**Lesetext**.
= = = =

Aber es macht auch Hoffnung. Hoffnung darauf, dass gerade Kirche ein guter Ort für Veränderungen sein kann: „Wir müssen lernen, unsere eigene Sichtweise, die wir für normal halten, zu hinterfragen. Dafür ist es notwendig, auf die zu hören, die von Diskriminierung betroffen sind und ihre Perspektive nicht gleich infrage zu stellen, sondern ihnen die Deutungshoheit zu geben. Das ist ein großer Lernprozess; privilegierte Menschen haben ja gelernt, dass ihre Perspektive normal ist. Kirche kann ein guter Ort sein, an dem dieser Reflexionsprozess auch seelsorgerlich begleitet wird, denn sich damit auseinanderzusetzen ist ein hochemotionaler Akt“, erklärt Sarah Vecera. Um diesen Weg zu gehen, ist es absolut unumgänglich, sich zu öffnen. Für alle Menschen, die von irgendeiner Form von Diskriminierung betroffen sind. Für alle Menschen, die benachteiligt, außen vor gelassen oder herabgewürdigt werden. Vecera verweist in diesem Zusammenhang auf Jesus, der sich immer auf die Seite derer gesellt hat, die am Rand einer Gruppe oder gar Gesellschaft standen, die diskriminiert und ausgeschlossen wurden. Die Theologin betont aber auch, dass Jesus ihnen auf Augenhöhe begegnet ist. Eine Auseinandersetzung mit Menschen, die Rassismuserfahrungen erlitten haben, darf niemals so gestaltet werden, dass am Ende (wieder) auf der einen Seite die privilegierten Weißen stehen, die den diskriminierten Schwarzen helfen. Machtgefälle in Beziehungen müssen unbedingt vermieden werden.

= = = =

**Zu bearbeitende Aufgaben**.
1) Nennen Sie alle Arten der Behandlung, die der Text über Kirche und Diskriminierung im Satz „Für alle Menschen, die benachteiligt, außen vor gelassen oder herabgewürdigt werden.“ aufzählt.
2) Führen Sie den Text über Kirche und Diskriminierung im Anschluss an seinen letzten Satz weiter.
Die nachstehende Auflistung steht in keinem Zusammenhang mit dem Text über Kirche und Diskriminierung.

**Bereitgestellte Daten**.

= = = =

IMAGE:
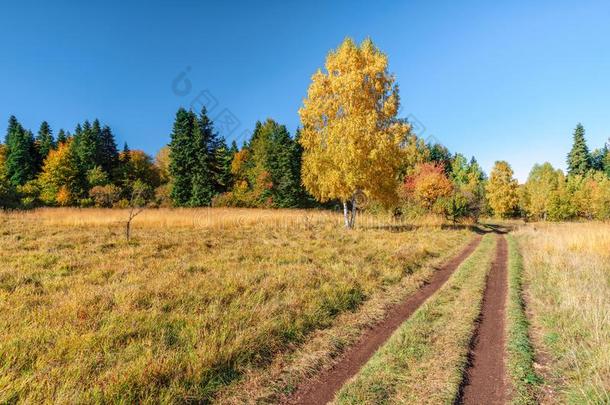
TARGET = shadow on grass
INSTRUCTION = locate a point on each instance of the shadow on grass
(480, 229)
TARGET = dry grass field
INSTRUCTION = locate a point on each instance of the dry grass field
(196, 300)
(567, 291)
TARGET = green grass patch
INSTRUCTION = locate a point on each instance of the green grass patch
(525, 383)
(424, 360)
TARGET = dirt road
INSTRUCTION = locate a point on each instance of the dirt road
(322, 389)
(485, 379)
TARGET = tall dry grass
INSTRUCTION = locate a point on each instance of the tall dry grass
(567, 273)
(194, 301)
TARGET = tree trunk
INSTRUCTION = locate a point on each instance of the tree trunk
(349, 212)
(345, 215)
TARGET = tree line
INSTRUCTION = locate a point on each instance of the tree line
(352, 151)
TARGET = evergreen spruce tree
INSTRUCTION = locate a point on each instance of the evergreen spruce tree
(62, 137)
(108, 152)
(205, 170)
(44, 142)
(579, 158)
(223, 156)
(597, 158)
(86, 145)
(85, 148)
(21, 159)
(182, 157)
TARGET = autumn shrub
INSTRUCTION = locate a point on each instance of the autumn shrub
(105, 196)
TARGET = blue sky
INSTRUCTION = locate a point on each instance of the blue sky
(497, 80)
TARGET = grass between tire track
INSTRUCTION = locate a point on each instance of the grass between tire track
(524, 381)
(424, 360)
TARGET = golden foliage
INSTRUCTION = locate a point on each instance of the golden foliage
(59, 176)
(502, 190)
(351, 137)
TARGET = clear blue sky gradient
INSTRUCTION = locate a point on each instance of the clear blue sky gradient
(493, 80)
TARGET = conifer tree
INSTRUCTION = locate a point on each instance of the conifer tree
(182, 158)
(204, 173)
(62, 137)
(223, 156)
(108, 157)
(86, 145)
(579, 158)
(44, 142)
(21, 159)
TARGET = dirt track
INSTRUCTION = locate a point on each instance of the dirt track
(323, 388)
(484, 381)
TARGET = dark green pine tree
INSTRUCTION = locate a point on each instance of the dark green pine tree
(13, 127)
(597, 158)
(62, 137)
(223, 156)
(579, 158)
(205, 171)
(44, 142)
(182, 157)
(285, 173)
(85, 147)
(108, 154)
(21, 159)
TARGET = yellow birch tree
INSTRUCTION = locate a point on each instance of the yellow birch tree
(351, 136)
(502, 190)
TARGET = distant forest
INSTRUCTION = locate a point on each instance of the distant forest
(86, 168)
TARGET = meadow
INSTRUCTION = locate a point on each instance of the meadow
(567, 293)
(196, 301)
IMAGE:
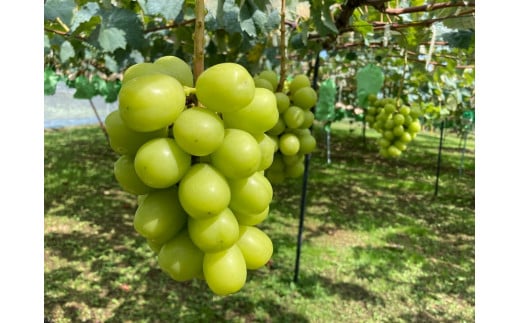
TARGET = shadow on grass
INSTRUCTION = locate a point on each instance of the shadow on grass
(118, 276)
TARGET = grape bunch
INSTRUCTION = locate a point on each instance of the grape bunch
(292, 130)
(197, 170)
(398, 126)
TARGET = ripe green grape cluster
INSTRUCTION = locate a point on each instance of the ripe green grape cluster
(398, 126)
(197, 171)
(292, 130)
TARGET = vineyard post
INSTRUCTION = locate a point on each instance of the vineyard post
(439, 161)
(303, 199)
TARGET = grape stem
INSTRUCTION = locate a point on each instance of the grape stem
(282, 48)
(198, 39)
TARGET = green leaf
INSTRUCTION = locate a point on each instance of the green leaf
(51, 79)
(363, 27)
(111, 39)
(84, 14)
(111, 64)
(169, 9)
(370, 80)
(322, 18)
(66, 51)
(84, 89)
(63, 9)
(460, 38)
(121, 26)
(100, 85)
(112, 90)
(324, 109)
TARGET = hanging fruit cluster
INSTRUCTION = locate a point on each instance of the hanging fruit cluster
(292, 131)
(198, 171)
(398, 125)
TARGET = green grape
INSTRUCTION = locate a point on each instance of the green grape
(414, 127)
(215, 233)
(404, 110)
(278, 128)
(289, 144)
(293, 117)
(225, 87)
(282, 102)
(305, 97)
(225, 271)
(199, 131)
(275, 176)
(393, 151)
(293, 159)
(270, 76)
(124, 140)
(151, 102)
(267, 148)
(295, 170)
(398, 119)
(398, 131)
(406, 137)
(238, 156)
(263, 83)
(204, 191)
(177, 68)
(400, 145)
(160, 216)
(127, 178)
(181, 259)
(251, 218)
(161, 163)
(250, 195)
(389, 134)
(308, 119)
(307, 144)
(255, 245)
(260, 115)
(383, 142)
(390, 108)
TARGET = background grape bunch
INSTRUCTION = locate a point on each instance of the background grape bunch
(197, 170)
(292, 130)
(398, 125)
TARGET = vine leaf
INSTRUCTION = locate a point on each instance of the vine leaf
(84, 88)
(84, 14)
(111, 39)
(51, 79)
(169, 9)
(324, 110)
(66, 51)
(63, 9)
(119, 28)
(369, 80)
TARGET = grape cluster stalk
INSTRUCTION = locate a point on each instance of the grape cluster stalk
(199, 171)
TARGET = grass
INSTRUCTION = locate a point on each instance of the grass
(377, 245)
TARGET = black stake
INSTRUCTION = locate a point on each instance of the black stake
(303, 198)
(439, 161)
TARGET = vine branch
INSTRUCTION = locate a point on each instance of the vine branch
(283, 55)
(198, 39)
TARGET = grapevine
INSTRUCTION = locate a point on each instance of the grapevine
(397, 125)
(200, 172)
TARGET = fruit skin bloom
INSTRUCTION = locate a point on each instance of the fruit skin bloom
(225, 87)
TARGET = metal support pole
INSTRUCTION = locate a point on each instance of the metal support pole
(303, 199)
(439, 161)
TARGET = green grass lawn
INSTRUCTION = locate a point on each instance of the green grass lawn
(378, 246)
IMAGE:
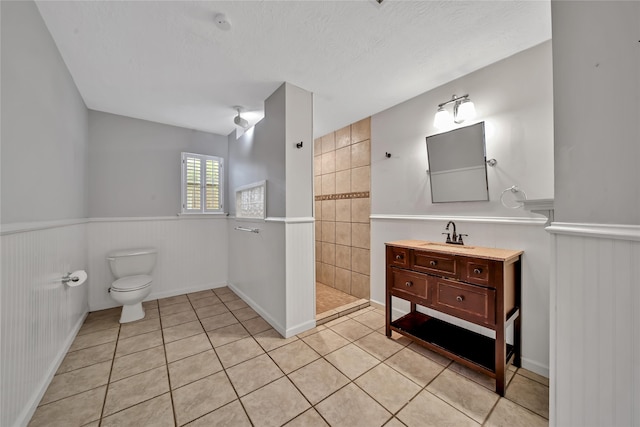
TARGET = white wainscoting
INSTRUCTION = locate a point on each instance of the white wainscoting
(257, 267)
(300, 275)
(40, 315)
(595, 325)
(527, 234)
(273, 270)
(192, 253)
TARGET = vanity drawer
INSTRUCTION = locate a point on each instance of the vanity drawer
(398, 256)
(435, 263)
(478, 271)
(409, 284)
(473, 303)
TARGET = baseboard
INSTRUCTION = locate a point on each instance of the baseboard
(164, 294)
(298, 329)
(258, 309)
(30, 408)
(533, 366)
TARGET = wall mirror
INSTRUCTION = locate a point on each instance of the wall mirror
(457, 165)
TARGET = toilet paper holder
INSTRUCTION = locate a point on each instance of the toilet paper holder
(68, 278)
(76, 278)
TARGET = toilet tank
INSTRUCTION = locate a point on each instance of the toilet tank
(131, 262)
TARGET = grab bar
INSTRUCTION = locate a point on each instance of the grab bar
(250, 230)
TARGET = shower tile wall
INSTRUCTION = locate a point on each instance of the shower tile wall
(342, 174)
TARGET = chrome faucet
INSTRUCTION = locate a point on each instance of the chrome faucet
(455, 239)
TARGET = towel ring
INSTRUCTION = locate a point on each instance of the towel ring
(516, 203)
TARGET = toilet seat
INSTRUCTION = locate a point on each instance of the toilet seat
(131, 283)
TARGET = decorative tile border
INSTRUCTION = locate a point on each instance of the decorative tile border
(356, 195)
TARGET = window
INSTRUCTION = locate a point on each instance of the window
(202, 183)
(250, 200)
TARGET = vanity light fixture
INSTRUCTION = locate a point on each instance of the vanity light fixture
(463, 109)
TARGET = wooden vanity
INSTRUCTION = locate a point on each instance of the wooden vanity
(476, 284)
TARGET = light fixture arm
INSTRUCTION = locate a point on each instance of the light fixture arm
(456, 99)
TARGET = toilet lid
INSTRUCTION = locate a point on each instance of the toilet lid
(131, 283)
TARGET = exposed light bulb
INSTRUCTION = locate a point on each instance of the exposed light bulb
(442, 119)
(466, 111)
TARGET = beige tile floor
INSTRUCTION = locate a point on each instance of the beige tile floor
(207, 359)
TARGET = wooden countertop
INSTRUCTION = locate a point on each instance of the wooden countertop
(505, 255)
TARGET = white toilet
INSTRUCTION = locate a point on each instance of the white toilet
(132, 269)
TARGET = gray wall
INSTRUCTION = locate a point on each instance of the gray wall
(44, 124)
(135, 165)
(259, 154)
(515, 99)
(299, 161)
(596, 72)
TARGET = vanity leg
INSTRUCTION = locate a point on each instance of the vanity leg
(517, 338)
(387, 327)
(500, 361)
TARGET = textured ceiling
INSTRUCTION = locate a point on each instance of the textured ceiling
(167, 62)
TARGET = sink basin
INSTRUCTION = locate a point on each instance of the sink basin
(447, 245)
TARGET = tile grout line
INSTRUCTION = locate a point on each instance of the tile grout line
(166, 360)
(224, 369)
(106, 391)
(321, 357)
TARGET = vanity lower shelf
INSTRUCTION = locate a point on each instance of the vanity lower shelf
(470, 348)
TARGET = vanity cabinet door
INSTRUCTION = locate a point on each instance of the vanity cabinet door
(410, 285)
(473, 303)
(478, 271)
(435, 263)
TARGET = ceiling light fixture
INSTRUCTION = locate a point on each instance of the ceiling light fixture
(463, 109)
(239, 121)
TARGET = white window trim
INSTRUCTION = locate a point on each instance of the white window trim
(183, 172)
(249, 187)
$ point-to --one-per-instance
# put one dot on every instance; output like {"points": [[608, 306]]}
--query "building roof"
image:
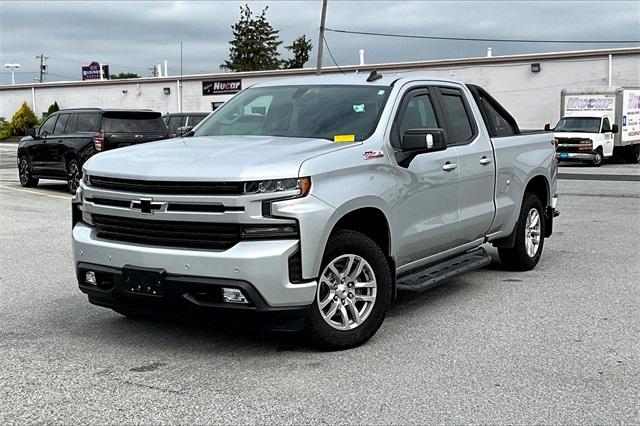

= = = =

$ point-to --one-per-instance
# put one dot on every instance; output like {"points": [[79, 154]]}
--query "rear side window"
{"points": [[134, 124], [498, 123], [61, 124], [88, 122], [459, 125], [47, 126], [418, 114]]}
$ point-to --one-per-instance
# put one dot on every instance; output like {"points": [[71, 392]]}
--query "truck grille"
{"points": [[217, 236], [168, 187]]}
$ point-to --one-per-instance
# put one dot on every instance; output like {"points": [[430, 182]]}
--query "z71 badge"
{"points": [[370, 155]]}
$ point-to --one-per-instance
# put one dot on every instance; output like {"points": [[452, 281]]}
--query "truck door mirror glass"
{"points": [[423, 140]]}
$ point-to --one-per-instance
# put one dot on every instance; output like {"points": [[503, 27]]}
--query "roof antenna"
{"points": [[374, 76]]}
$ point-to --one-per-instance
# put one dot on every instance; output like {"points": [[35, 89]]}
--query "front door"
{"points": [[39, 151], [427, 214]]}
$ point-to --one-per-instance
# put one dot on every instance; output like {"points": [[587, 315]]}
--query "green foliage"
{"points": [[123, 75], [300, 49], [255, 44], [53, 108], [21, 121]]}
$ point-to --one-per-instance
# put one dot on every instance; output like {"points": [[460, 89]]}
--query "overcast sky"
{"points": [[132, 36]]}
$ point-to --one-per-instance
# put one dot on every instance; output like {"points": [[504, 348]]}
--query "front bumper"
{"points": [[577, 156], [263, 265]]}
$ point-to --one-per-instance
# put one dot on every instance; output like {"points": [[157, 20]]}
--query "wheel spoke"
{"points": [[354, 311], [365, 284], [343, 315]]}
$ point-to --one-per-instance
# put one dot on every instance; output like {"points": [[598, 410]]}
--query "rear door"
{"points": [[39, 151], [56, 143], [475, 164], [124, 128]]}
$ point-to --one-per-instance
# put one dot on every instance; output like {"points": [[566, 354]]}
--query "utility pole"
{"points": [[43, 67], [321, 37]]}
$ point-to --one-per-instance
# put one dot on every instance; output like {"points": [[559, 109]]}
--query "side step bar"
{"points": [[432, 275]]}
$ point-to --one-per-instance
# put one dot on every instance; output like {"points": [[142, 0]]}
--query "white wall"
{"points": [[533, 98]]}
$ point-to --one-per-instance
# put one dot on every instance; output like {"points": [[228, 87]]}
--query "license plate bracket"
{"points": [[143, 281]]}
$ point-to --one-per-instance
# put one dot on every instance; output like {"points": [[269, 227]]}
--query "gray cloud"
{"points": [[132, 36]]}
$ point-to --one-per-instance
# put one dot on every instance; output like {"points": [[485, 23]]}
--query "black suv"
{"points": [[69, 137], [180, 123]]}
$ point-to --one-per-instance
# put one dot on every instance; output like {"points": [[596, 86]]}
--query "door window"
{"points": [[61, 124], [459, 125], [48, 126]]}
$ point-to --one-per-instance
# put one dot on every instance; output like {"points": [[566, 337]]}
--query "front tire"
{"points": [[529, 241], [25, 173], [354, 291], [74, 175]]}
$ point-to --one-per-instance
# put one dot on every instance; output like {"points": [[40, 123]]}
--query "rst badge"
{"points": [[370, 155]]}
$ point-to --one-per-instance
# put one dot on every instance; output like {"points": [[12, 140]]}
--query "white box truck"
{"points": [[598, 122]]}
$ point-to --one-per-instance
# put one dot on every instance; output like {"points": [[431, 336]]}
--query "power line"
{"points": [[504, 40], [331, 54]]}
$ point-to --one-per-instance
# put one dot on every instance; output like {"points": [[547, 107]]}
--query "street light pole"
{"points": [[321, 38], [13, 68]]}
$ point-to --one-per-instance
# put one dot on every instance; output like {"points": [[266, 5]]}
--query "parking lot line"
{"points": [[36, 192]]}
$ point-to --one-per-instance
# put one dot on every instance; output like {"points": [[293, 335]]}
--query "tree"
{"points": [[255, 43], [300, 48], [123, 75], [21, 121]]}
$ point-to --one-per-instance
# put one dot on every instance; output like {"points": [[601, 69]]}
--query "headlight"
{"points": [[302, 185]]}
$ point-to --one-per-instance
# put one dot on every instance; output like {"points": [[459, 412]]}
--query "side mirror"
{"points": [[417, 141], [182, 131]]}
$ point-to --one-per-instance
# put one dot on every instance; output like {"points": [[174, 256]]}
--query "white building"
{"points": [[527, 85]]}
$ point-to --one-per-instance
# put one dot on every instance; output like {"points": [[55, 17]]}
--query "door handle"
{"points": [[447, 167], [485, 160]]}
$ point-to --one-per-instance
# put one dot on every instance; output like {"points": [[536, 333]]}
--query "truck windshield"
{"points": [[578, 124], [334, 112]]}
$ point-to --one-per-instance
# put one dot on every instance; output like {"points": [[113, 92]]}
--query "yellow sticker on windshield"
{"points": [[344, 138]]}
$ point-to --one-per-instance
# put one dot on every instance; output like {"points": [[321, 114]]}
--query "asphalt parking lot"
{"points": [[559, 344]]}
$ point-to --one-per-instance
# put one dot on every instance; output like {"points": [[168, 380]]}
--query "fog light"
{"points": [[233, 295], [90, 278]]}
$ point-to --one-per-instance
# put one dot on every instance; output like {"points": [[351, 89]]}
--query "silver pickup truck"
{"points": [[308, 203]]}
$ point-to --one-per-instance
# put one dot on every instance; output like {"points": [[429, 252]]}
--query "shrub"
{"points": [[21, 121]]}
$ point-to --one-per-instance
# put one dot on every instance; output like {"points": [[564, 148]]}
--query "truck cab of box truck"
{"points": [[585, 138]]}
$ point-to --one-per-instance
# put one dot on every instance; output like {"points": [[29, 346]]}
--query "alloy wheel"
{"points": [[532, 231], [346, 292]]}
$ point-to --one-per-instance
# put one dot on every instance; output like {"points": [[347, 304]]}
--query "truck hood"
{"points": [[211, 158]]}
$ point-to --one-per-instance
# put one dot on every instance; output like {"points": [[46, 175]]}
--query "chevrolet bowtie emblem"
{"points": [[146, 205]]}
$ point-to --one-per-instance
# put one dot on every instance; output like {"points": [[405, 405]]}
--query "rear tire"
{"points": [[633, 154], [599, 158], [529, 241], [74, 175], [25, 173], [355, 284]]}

= = = =

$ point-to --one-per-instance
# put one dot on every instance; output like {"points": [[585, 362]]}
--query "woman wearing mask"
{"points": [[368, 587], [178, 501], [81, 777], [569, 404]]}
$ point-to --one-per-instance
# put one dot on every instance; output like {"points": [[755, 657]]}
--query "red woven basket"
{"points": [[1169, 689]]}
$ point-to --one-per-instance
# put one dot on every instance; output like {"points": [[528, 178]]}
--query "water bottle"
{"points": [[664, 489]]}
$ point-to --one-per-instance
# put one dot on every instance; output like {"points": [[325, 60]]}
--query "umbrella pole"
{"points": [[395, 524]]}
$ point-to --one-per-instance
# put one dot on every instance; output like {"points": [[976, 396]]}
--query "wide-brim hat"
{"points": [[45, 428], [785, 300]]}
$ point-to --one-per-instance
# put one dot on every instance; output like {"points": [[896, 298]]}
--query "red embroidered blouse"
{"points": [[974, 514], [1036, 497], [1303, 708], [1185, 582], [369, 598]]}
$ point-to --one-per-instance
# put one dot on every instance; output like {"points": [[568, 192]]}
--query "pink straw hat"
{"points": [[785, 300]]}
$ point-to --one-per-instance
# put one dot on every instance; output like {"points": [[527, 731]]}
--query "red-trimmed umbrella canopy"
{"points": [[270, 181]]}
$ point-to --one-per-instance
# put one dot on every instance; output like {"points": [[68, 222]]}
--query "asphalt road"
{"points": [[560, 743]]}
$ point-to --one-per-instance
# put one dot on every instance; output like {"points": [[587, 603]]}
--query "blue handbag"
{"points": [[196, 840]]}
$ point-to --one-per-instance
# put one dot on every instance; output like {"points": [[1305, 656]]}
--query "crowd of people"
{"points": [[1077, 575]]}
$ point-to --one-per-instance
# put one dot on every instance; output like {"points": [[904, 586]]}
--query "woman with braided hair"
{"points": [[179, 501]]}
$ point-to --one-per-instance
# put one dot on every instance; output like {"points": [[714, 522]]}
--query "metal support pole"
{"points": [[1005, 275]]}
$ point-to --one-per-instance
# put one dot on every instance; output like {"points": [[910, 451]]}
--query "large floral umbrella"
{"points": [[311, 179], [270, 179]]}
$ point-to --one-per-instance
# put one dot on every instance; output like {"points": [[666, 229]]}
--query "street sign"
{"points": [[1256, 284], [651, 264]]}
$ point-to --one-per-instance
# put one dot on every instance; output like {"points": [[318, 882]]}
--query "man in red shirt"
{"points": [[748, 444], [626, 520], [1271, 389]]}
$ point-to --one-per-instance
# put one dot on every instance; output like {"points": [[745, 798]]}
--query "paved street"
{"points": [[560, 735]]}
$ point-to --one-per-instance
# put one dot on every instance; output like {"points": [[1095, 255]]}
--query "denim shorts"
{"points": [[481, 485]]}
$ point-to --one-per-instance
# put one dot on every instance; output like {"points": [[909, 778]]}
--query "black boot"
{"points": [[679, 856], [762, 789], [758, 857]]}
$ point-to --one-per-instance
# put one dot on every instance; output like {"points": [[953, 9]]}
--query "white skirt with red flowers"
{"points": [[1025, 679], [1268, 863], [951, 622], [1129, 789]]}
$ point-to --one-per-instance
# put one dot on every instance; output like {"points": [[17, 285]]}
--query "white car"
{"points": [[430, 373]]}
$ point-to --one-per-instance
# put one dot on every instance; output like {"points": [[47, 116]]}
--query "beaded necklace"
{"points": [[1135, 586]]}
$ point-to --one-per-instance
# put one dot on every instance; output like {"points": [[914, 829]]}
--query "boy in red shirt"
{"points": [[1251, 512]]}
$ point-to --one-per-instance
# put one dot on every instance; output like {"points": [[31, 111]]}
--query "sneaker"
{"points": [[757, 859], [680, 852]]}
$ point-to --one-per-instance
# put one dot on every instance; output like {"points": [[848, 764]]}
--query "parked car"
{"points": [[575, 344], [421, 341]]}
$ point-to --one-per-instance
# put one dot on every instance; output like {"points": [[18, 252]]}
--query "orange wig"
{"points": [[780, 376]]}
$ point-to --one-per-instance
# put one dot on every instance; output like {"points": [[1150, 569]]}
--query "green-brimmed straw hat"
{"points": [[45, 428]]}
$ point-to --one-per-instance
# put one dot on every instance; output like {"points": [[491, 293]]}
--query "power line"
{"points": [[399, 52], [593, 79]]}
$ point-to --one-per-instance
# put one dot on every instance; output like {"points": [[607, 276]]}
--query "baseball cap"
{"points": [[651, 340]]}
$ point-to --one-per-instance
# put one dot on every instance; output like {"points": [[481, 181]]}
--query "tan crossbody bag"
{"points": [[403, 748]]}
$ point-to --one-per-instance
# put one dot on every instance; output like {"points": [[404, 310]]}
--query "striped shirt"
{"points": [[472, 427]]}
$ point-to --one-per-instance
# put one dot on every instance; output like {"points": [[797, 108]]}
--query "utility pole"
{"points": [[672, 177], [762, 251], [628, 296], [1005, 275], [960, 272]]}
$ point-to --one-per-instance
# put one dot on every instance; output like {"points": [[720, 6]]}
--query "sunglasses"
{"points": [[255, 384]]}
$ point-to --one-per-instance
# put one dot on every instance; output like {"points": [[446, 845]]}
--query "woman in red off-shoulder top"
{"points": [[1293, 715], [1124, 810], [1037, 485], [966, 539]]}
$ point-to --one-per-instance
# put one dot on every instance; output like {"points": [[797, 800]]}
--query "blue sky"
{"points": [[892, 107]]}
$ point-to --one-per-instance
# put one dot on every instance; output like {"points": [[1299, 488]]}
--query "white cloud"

= = = =

**Nummerierte Antworten**.
1) benachteiligt, außen vor gelassen, herabgewürdigt

2)
Kirche als Safe Space
Gesellschaftlich verliert Kirche immer weiter an Relevanz. Die Themen, der Habitus, die Gebäude, die Strukturen – vieles davon hat mit dem Leben der Menschen, die sie eigentlich erreichen will, nichts zu tun. Dabei wäre es absolut dran, sich mit Rassismus in Kirche auseinanderzusetzen und es nicht als ein weiteres, vermeintlich lästiges Thema abzutun, für das keine Ressourcen zur Verfügung stehen. „Allein aus betriebswirtschaftlichen Gründen muss Kirche sich in einer Gesellschaft, in der 42 % aller Kinder Migrationsgeschichte haben, sehr, sehr dringend mit diesem Thema auseinandersetzen. Sonst verliert Kirche weiter an Relevanz. Wenn diese Generation von Kindern sich in unserer Kirche nicht sicherfühlt, aufgrund von unaufgearbeitetem Rassismus, dann können wir den Laden in 50 Jahren schließen“, ist sich Vecera sicher. Ihr Traum von Kirche sieht daher aus so aus:
„Eine Kirche, die Faszination und Spaß an Antirassismus hat. Eine Kirche, in der Antirassismus nicht als Schuldzuweisung empfunden wird, sondern als Chance. Eine Kirche, in der auf Menschen gehört wird und denen eine Deutungshoheit zugeschrieben wird, die negativ von jeglicher Diskriminierungsform betroffen sind. Eine Kirche, in der wir behinderten Menschen zuhören, in der wir schwarzen Menschen zuhören, in der wir queeren Menschen zuhören und ihre Sichtweisen annehmen, ohne gleich ein Aber dahinter zu setzen. Eine Kirche, in der wir uns nah sein können, in der wir uns begegnen, in der wir uns als Leib Christi verstehen.“
In ihrem Buch „Wie ist Jesus weiß geworden? Mein Traum von einer Kirche ohne Rassismus“, erschienen im Pattloch Verlag (2022), will die Theologin Sarah Vecera ermutigen, eine Kirche zu gestalten, in der sich alle willkommen und angenommen fühlen.